BEGIN Records supplied

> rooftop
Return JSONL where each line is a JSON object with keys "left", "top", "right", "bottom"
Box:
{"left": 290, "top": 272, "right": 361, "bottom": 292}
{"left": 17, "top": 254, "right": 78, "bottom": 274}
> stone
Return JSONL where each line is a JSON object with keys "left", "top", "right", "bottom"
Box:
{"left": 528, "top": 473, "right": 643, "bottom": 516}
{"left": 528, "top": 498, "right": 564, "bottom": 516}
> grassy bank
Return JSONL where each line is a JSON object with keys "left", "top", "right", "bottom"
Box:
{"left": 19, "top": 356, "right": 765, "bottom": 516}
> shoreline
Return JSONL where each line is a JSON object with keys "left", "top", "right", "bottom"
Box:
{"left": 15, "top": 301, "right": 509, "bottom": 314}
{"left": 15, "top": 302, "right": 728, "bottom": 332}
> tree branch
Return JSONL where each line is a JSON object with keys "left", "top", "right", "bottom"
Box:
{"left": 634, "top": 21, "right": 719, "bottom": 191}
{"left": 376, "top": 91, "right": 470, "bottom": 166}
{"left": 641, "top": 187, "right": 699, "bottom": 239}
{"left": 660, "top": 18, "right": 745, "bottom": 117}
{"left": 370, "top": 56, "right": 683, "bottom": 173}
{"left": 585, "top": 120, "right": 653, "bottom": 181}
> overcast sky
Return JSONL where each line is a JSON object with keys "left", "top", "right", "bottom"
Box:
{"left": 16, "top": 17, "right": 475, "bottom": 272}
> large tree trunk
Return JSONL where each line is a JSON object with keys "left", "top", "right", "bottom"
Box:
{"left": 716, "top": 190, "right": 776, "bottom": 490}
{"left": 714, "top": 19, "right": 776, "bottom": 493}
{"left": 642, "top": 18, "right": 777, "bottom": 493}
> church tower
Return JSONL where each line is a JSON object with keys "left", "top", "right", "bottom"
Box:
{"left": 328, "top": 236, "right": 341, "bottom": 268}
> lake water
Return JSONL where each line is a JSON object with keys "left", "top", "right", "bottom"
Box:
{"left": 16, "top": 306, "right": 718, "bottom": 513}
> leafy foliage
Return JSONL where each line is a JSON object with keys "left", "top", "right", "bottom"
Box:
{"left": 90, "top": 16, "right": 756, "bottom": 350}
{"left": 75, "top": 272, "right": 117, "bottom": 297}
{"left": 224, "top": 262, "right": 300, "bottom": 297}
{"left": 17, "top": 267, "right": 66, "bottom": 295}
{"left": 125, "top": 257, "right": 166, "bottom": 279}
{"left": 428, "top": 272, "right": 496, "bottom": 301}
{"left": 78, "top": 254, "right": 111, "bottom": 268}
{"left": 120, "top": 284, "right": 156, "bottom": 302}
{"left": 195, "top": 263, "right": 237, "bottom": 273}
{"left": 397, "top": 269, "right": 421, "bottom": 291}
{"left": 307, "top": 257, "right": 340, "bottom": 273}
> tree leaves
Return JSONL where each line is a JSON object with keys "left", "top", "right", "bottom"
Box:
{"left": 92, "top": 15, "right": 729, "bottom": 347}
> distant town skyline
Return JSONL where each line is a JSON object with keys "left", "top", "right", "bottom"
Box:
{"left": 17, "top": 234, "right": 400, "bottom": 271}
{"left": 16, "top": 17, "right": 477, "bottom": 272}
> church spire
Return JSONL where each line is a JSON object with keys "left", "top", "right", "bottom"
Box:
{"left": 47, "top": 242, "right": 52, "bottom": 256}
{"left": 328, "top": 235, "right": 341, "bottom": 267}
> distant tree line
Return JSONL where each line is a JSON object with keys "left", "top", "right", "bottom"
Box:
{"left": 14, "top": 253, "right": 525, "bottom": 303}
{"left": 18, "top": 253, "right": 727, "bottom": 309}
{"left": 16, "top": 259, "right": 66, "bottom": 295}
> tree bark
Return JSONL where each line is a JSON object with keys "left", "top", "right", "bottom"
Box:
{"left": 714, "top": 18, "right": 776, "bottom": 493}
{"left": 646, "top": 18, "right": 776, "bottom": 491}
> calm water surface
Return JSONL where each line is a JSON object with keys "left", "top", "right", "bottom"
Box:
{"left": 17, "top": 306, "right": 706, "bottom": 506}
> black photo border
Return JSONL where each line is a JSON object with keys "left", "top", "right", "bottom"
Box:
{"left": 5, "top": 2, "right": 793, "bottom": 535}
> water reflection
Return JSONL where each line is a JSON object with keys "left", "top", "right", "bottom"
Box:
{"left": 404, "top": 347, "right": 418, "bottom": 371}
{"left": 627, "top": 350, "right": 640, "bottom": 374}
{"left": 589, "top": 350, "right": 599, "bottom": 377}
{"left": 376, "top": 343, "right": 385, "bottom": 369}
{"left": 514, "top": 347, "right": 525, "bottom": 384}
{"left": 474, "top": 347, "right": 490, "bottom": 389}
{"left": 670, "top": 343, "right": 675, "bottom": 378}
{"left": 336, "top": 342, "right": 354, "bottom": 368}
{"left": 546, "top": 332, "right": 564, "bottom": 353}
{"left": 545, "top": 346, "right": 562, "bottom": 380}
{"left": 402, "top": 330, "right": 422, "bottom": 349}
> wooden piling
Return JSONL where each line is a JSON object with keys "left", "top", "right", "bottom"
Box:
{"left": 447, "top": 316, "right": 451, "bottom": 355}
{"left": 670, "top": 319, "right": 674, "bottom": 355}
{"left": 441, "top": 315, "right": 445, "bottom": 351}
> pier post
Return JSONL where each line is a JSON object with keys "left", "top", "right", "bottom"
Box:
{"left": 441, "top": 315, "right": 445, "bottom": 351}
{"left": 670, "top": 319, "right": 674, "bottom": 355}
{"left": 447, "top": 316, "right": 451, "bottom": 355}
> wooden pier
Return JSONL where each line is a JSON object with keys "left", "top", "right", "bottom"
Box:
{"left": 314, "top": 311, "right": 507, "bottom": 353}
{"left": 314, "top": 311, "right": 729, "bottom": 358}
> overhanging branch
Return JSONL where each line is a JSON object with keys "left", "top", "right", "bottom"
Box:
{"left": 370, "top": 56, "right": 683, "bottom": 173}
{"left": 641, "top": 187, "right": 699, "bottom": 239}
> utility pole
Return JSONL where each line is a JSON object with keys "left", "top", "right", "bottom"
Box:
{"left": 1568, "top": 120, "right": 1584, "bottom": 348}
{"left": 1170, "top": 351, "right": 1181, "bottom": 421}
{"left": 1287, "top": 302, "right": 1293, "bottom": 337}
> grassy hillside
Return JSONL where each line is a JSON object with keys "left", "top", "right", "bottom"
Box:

END Records supplied

**Problem requirements**
In the records above, find each line that holds the word "tree"; copy all such lines.

**Reply to the task**
> tree branch
> large tree trunk
> tree leaves
> distant tree line
> tree bark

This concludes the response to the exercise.